## Exercise instructions
Transcribe all of the data that follows word for word, preserving each line in its original order.

** START OF Records to use **

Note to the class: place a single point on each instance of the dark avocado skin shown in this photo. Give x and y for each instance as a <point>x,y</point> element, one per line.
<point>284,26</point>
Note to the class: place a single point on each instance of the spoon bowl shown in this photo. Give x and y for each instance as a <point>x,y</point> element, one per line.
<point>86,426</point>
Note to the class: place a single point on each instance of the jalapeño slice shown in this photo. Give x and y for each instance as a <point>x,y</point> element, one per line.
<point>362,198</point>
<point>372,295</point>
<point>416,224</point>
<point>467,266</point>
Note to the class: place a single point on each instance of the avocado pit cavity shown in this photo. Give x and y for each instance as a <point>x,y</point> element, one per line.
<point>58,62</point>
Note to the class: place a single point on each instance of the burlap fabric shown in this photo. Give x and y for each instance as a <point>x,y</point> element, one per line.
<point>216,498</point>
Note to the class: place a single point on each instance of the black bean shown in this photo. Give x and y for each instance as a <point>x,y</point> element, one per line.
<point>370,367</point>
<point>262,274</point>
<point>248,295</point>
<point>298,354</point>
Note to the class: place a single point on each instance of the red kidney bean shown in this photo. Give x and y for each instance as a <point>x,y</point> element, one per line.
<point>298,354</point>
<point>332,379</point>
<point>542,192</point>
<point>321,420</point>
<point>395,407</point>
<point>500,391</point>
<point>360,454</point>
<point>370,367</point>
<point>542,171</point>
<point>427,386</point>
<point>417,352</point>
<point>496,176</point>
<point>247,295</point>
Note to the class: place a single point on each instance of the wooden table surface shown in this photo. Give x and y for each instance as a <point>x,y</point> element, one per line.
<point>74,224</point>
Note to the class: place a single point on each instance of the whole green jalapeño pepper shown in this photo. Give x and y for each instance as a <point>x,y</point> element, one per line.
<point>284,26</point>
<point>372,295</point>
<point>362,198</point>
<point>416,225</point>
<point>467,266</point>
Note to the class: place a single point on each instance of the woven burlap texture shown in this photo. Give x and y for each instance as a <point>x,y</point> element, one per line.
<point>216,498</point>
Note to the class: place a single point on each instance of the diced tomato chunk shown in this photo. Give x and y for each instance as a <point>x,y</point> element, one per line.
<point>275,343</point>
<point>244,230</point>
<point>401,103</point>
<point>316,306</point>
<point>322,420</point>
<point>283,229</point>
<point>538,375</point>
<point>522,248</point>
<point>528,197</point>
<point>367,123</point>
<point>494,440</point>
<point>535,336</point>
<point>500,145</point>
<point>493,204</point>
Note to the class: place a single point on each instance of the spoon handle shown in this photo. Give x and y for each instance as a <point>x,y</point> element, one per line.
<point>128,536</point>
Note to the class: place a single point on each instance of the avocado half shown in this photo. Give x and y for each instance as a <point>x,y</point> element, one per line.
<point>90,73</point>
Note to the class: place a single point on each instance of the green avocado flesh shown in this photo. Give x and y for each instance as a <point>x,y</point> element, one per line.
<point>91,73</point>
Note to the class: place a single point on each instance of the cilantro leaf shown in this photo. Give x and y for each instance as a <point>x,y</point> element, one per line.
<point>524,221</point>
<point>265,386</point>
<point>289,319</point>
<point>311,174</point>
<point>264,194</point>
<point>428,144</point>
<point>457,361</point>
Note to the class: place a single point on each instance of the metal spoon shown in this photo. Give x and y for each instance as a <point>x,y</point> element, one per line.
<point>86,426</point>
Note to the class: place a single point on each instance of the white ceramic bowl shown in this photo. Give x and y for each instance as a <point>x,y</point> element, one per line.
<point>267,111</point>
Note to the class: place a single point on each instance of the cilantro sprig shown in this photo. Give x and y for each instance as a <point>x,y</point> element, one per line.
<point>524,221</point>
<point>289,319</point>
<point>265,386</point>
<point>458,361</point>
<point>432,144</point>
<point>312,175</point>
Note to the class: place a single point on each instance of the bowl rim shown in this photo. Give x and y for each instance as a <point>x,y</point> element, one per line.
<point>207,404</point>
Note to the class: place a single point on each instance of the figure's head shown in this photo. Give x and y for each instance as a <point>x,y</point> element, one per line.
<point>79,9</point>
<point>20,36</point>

** END OF Records to use **

## Answer to this exercise
Note to the class: place a single point on each instance of the dark avocado skin shown in this photo. Give x and y for each instance as a <point>x,y</point> element, one per line.
<point>284,26</point>
Note to the class: place a single point on each instance of the spoon bowl shown in this photo. Give x and y for each instance as a <point>x,y</point> element, one per line.
<point>86,426</point>
Note to the class: place a single point on each instance of the jalapeño slice shown in this photo. Give x and y for each instance as a <point>x,y</point> element, one per line.
<point>362,198</point>
<point>372,295</point>
<point>416,224</point>
<point>467,266</point>
Note to the class: place a single point on each instance of the avocado pit cavity shown in this photo. Give x and y for each instance as a <point>x,y</point> element, one per line.
<point>58,62</point>
Note to the class: place a single point on each instance of the burlap fabric shown in this photo. Give x and y for each instance as a <point>x,y</point> element, one per line.
<point>216,498</point>
Note to the class: place a single point on each instance of the black bean shown in this photo. Give x and y for each instance as a <point>x,y</point> element, one per line.
<point>370,367</point>
<point>262,274</point>
<point>248,295</point>
<point>298,354</point>
Note to the class: place a single point on each instance of the red kidney bean shown in this photo. Give x and y for each instance as a <point>x,y</point> element, one per line.
<point>298,354</point>
<point>332,379</point>
<point>542,192</point>
<point>321,420</point>
<point>395,407</point>
<point>500,391</point>
<point>360,454</point>
<point>370,367</point>
<point>542,171</point>
<point>427,386</point>
<point>417,352</point>
<point>496,176</point>
<point>247,295</point>
Note to the class: place a single point on each instance of the wooden table surface shown in this photo. Give x and y for each instance as a <point>x,y</point> element, one per line.
<point>74,224</point>
Note to the class: place a single point on each instance of the whole green jalapeño pepper shown in this photo. Give x and y for each instance as a <point>x,y</point> element, one per line.
<point>284,26</point>
<point>372,295</point>
<point>362,198</point>
<point>416,225</point>
<point>467,266</point>
Note to the class: place a single point on each instance of the woven burlap texture shown in this photo. Give x and y for each instance as a <point>x,y</point> element, one per line.
<point>216,498</point>
Note to the class: place a single point on each instance of the diced tomato chunk shown in this photo. Give x and y for each instance as a <point>x,y</point> element, one per line.
<point>275,343</point>
<point>244,230</point>
<point>401,103</point>
<point>316,306</point>
<point>322,420</point>
<point>283,229</point>
<point>538,375</point>
<point>522,248</point>
<point>528,197</point>
<point>367,123</point>
<point>494,440</point>
<point>535,336</point>
<point>500,145</point>
<point>493,204</point>
Note to the class: place a single point on each instance of the spoon handle shown in this photo. Give x and y for each instance as a <point>x,y</point> element, one per line.
<point>128,536</point>
Note to the class: place a single point on each instance of the avocado half shown in this photo. Give x and y for each instance as a <point>x,y</point> element, one per line.
<point>90,73</point>
Note to the class: place a single point on each instance of the green avocado flesh shown in this photo. Give x and y for each instance as a <point>x,y</point> element, one per line.
<point>91,73</point>
Note to the class: place a single point on each instance of the cilantro leaf shown in this photo. Give x and y for each instance as a <point>x,y</point> element, one per line.
<point>524,221</point>
<point>265,386</point>
<point>289,319</point>
<point>311,174</point>
<point>264,194</point>
<point>428,144</point>
<point>457,361</point>
Note to the class: place a single point on each instance of the metal spoon shown in this photo. Give x and y for each instance as a <point>x,y</point> element, one per line.
<point>86,426</point>
Note to the class: place a single point on each instance of the white ceramic bowl shown in this photo. Give x and y for each instance as a <point>x,y</point> element, one per line.
<point>267,111</point>
Note to the class: place a single point on each instance of the cilantro sprig shown in this photo. Give x and y for each instance as a <point>x,y</point> element, one per line.
<point>524,221</point>
<point>289,319</point>
<point>265,386</point>
<point>458,361</point>
<point>432,144</point>
<point>312,175</point>
Note to the class: place a single point on each instance of the bowl rim shown in this photo. Give x and y for each instance as a <point>x,y</point> element, one per line.
<point>207,404</point>
Note to the class: place a single point on each instance of the figure's head shown in this photo. Give x and y for each instance as a <point>x,y</point> element, one per line.
<point>79,9</point>
<point>20,36</point>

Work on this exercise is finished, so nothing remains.